What the exercise asks >>
Copy out the data below as written; omit any images.

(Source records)

──────────

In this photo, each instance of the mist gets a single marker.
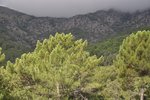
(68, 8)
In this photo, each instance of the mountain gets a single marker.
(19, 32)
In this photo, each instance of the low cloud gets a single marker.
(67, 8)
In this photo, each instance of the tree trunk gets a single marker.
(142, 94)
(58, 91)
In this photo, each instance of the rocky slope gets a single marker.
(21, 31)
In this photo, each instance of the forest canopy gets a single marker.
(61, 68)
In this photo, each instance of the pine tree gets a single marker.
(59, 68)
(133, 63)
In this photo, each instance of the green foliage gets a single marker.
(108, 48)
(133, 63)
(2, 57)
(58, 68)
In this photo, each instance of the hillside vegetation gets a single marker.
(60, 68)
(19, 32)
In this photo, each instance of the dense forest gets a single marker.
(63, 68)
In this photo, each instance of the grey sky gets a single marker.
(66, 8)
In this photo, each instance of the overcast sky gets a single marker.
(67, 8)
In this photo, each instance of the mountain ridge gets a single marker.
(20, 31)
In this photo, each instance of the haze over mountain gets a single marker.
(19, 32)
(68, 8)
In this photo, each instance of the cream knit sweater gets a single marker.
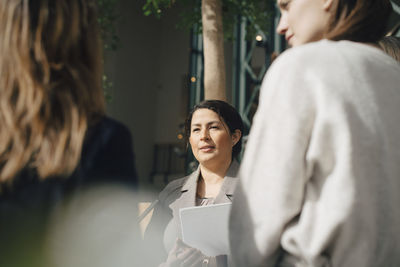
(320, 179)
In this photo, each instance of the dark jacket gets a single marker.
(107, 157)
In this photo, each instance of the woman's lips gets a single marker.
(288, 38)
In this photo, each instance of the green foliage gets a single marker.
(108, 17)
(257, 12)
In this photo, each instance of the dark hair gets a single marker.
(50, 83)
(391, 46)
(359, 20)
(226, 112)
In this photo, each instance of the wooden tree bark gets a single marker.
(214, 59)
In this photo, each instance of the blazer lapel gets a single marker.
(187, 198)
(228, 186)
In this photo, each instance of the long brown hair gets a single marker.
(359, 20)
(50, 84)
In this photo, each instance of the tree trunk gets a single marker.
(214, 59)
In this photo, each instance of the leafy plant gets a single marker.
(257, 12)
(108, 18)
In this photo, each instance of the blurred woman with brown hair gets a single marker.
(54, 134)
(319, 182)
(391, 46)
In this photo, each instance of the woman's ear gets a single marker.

──────────

Exercise output >>
In this photo, each instance of the mist gets a single marker.
(68, 8)
In this photo, each instance of the mountain gets a single marker.
(19, 32)
In this photo, each instance of the low cloud gets a single marker.
(67, 8)
In this photo, each instance of the tree trunk gets a single marker.
(142, 94)
(58, 91)
In this photo, each instance of the rocky slope gets a single marker.
(21, 31)
In this photo, each instance of the forest canopy gets a single marker.
(61, 68)
In this photo, each instance of the pine tree gets a single marker.
(59, 68)
(133, 63)
In this photo, each instance of the green foliage gets a single marker.
(108, 48)
(133, 63)
(2, 57)
(58, 68)
In this photo, each instance of the hillside vegetation gets a single marker.
(60, 68)
(19, 32)
In this photo, each instance of the dense forest gets a single marker.
(63, 68)
In this photo, each instance of the grey sky gets a single marker.
(66, 8)
In this photo, each instance of the overcast sky gets a single marker.
(67, 8)
In this photo, each instance of the mountain ridge gets a single marker.
(20, 31)
In this photo, each instance of the haze over mountain gets a single marker.
(19, 32)
(68, 8)
In this photo, each instance of the cream knit sweater gets a single marker.
(320, 179)
In this photo, each instance of the dark jacket gets a single marker.
(107, 157)
In this photo, each instance of the woman's lips gets a single marker.
(288, 38)
In this photo, each instance of the green foliage gets a single marker.
(108, 17)
(257, 12)
In this photo, each instance of the dark hair gets a single marker.
(50, 83)
(391, 46)
(359, 20)
(226, 112)
In this photo, each instance of the wooden tree bark gets a single marker.
(214, 59)
In this photo, each instance of the blazer lapel gets a single marker.
(187, 198)
(228, 186)
In this photo, each instance of the long brown hair gets a single marker.
(359, 20)
(50, 84)
In this photo, each instance of the tree trunk gets a single marker.
(214, 59)
In this photo, each instance of the leafy plant gets a single marker.
(257, 12)
(108, 18)
In this photo, each instance of the blurred woman with brown hair gets a single marker.
(54, 134)
(319, 182)
(391, 46)
In this photo, each instance of the woman's ear gets a single marker.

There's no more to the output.